• _Work instructions_
Rewrite the entries below, replacing "target" with "object" and leaving everything else untouched.

------------------------------------

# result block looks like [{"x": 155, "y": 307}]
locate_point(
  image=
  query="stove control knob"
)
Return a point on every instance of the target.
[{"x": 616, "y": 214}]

------------------------------------

• _Exercise response_
# result block looks like [{"x": 155, "y": 307}]
locate_point(
  image=
  query="stove control knob"
)
Return a point on every instance of the object.
[{"x": 616, "y": 214}]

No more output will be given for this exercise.